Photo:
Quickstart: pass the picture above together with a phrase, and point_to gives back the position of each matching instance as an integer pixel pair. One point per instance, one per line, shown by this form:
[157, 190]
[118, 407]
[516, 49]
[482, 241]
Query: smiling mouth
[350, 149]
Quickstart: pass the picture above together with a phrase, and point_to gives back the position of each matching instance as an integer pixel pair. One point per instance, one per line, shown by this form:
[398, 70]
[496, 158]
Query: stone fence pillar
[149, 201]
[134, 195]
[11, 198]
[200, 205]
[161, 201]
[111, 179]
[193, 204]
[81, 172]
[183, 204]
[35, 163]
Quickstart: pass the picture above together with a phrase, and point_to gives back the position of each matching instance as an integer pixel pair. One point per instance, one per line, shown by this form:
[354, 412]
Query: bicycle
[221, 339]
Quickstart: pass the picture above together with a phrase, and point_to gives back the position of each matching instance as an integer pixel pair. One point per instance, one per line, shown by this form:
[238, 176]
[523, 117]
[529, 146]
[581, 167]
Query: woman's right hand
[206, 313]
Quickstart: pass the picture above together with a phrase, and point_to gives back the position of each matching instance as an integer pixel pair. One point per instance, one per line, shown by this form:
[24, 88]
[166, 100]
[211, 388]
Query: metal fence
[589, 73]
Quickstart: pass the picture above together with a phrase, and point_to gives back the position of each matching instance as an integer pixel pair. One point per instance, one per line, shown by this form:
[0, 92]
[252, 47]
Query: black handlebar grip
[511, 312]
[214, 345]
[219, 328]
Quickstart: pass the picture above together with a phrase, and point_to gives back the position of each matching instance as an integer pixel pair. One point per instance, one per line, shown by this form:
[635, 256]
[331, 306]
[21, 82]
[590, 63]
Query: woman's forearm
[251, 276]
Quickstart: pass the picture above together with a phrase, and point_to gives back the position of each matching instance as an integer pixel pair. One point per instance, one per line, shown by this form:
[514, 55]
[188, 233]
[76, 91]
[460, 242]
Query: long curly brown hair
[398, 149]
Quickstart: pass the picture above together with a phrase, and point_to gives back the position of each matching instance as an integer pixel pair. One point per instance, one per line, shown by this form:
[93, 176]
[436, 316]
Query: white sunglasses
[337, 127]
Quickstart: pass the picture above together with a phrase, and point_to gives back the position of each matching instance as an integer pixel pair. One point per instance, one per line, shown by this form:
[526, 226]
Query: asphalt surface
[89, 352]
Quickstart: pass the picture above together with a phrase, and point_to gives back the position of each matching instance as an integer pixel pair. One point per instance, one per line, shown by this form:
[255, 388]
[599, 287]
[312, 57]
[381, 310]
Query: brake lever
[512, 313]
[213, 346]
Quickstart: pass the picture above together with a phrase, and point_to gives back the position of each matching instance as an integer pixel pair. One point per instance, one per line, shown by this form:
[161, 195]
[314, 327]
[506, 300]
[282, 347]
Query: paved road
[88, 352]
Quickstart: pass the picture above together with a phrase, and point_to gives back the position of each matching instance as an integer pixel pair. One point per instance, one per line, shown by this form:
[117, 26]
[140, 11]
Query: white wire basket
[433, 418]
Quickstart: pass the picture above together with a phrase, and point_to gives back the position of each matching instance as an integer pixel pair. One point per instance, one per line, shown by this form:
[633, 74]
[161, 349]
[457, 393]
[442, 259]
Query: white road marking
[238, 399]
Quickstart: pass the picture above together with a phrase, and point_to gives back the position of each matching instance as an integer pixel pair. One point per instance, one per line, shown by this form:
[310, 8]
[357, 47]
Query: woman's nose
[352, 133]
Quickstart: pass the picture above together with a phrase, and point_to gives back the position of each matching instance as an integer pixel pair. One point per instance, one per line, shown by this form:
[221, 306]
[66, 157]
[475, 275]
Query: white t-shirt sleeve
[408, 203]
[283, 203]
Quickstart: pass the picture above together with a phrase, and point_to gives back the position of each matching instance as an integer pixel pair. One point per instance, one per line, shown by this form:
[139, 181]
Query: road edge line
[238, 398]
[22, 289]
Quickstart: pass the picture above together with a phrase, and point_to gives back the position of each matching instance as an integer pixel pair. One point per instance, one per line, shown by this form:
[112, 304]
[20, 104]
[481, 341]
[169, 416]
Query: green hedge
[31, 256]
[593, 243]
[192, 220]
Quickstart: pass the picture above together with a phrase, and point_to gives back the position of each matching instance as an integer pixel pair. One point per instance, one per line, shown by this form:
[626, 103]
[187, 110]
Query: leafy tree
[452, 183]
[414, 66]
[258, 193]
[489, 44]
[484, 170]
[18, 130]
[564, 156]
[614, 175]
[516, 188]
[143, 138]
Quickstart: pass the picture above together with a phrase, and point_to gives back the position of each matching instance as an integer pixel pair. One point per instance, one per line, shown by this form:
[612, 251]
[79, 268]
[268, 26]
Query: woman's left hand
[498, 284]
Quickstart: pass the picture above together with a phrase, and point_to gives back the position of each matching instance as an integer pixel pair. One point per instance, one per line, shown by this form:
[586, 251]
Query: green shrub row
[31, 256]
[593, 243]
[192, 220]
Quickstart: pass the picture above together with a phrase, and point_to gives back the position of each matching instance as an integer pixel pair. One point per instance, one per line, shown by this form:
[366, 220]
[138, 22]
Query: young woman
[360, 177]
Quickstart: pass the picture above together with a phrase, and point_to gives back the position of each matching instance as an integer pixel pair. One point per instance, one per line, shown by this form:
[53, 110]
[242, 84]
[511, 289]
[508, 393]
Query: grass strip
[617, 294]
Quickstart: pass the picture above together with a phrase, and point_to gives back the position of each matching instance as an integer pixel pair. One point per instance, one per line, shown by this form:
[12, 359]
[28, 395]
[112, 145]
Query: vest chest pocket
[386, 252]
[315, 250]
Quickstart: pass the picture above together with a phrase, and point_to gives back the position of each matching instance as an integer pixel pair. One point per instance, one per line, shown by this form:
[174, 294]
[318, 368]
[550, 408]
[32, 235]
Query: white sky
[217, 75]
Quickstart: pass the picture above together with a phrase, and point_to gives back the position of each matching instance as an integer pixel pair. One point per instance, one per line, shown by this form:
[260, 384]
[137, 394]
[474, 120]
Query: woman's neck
-=-=-=-=-
Problem:
Preserving every character, copy the records above out again.

Result of this task:
Photo:
Quickstart: pass the picture above together with a phrase, and point_to gives back the position of each matching instance as an integer pixel pair. One point per instance, one per line, shown by this form:
[157, 190]
[118, 407]
[516, 49]
[482, 241]
Query: smiling mouth
[350, 149]
Quickstart: pass the picture above together with a phrase, and point_to gives back the position of each matching instance as an integer pixel pair. One point per instance, one per line, shown by this form:
[398, 70]
[496, 158]
Query: stone fence pillar
[149, 201]
[134, 195]
[11, 198]
[200, 205]
[161, 201]
[111, 179]
[193, 204]
[81, 172]
[183, 204]
[35, 163]
Quickstart: pass the picture above together with a phrase, and point_to gives back the position of each matching instance as an integer pixel pair. One point per instance, one per line, shown by this form:
[354, 412]
Query: bicycle
[221, 339]
Quickstart: pass the picture above together with a phrase, and point_to gives back the position of each matching instance as an integer pixel pair. One point per instance, one per line, shown by this form:
[238, 176]
[523, 117]
[529, 146]
[581, 167]
Query: woman's right hand
[206, 313]
Quickstart: pass the picture above together with a phrase, and point_to gives back the position of each matching instance as an integer pixel pair. One point per instance, one per line, shown by this form:
[24, 88]
[166, 100]
[211, 388]
Query: metal fence
[589, 73]
Quickstart: pass the picture above together with a phrase, and point_to gives back the position of each matching instance as an integer pixel pair. One point per instance, one per line, shown by this form:
[0, 92]
[252, 47]
Query: black handlebar grip
[511, 312]
[214, 345]
[219, 328]
Quickstart: pass the picture above together with a phrase, and point_to gives back the position of each matching instance as an integer pixel pair. One point per instance, one per line, shown by this form:
[635, 256]
[331, 306]
[21, 82]
[590, 63]
Query: woman's forearm
[251, 276]
Quickstart: pass the picture above together with a phrase, and point_to gives back the position of each matching instance as an integer pixel pair. One point per instance, one per line, shown by this form:
[514, 55]
[188, 233]
[76, 91]
[460, 242]
Query: long curly brown hair
[398, 149]
Quickstart: pass the picture above together with a phrase, and point_to gives back the position of each matching instance as an integer pixel pair. One point per instance, one per line, shown by this form:
[93, 176]
[436, 316]
Query: white sunglasses
[337, 127]
Quickstart: pass the picture above together with a phrase, and point_to gives back the position of each matching instance as an integer pixel pair. One point per instance, one per line, shown by this form:
[526, 226]
Query: asphalt surface
[89, 352]
Quickstart: pass the picture above together with a phrase, and point_to gives back the position of each matching instance as an integer pixel pair. One point per instance, one per line, shown by this form:
[255, 388]
[599, 287]
[312, 57]
[381, 310]
Query: brake lever
[512, 313]
[213, 346]
Quickstart: pass the picture above together with a phrase, and point_to gives back the position of each matching instance as an integer pixel pair. One point per instance, one per line, shown by this form:
[161, 195]
[314, 327]
[506, 300]
[282, 347]
Query: paved road
[88, 352]
Quickstart: pass the picture above together with a phrase, and point_to gives back the position of each matching instance as an integer pixel pair. One point per instance, one per line, shown by this form:
[117, 26]
[140, 11]
Query: white wire basket
[433, 418]
Quickstart: pass the picture above together with a phrase, and point_to gives back the position of each matching instance as an integer pixel pair. One point per instance, one per line, shown by this form:
[633, 74]
[161, 349]
[457, 393]
[442, 259]
Query: white road marking
[238, 399]
Quickstart: pass the picture above together with a phrase, and point_to gives back the position of each matching instance as an integer pixel pair. One point per instance, one per line, shown by this form:
[310, 8]
[357, 47]
Query: woman's nose
[352, 133]
Quickstart: pass the picture above together with a phrase, and point_to gives back the position of each matching instance as an integer pixel pair. One point per instance, one per line, shown by this form:
[221, 306]
[66, 157]
[475, 275]
Query: white t-shirt sleeve
[408, 203]
[283, 203]
Quickstart: pass the picture above together with a phrase, and point_to gives back the position of each matching instance as an integer pixel pair. One point per instance, one per line, shown by this form:
[139, 181]
Query: road edge line
[238, 398]
[22, 289]
Quickstart: pass the picture above together with a phrase, and point_to gives back the position of each matching instance as an integer pixel pair. One point per instance, one per line, shown by this form:
[112, 304]
[20, 104]
[481, 341]
[169, 416]
Query: green hedge
[31, 256]
[593, 243]
[192, 220]
Quickstart: pass the picture above together with a phrase, and point_to gives back the position of each matching instance as an integer pixel pair. One point per instance, one per line, shown by this form:
[626, 103]
[187, 110]
Query: leafy tree
[452, 183]
[414, 66]
[258, 193]
[489, 44]
[484, 170]
[18, 130]
[564, 156]
[614, 175]
[516, 188]
[143, 138]
Quickstart: pass the picture above together with a phrase, and point_to gives back the position of each matching instance as an integer pixel pair. One point per instance, one per line, shown by this form:
[612, 251]
[79, 268]
[268, 26]
Query: woman's left hand
[498, 284]
Quickstart: pass the picture above together with a phrase, and point_to gives back the position of each matching instance as an integer pixel pair. One point per instance, one per line, shown by this form:
[586, 251]
Query: green shrub row
[31, 256]
[593, 243]
[192, 220]
Quickstart: pass the picture above together with a phrase, and point_to gives back the position of each matching instance as an integer pixel pair. One point per instance, one per line, shown by this form:
[366, 220]
[138, 22]
Query: young woman
[360, 177]
Quickstart: pass the picture above together with a phrase, and point_to gives back the position of each matching instance as an integer pixel pair. One point per instance, one per line, shown by this form:
[53, 110]
[242, 84]
[511, 289]
[508, 393]
Query: grass strip
[617, 294]
Quickstart: pass the picture above together with a phrase, and point_to gives back the position of each matching instance as an integer pixel pair. One point per instance, one per line, shown by this form:
[12, 359]
[28, 395]
[112, 145]
Query: vest chest pocket
[386, 252]
[315, 250]
Quickstart: pass the picture above together with a phrase, and point_to gives back the position of each matching instance as an integer pixel pair. One point per instance, one per line, shown by this form:
[174, 294]
[318, 368]
[550, 408]
[32, 235]
Query: white sky
[217, 75]
Quickstart: pass the picture above together with a phrase, and point_to gives back the position of each matching instance as an integer pixel pair. One point per instance, one per line, shown by this form:
[260, 384]
[137, 394]
[474, 120]
Query: woman's neck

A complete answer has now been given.